__TASK TO CARRY OUT__. Reproduce all entries precisely as they are written.

__MATERIALS PROVIDED__.
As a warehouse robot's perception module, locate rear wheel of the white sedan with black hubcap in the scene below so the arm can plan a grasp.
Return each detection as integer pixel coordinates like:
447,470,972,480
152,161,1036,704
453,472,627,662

__SOLVED PROBLEM__.
As a warehouse robot's perception module, locate rear wheel of the white sedan with black hubcap in the scene below so the arm can plan a grasp.
Return each detection as integer pixel coordinates like:
447,470,972,480
152,161,1036,704
453,472,627,662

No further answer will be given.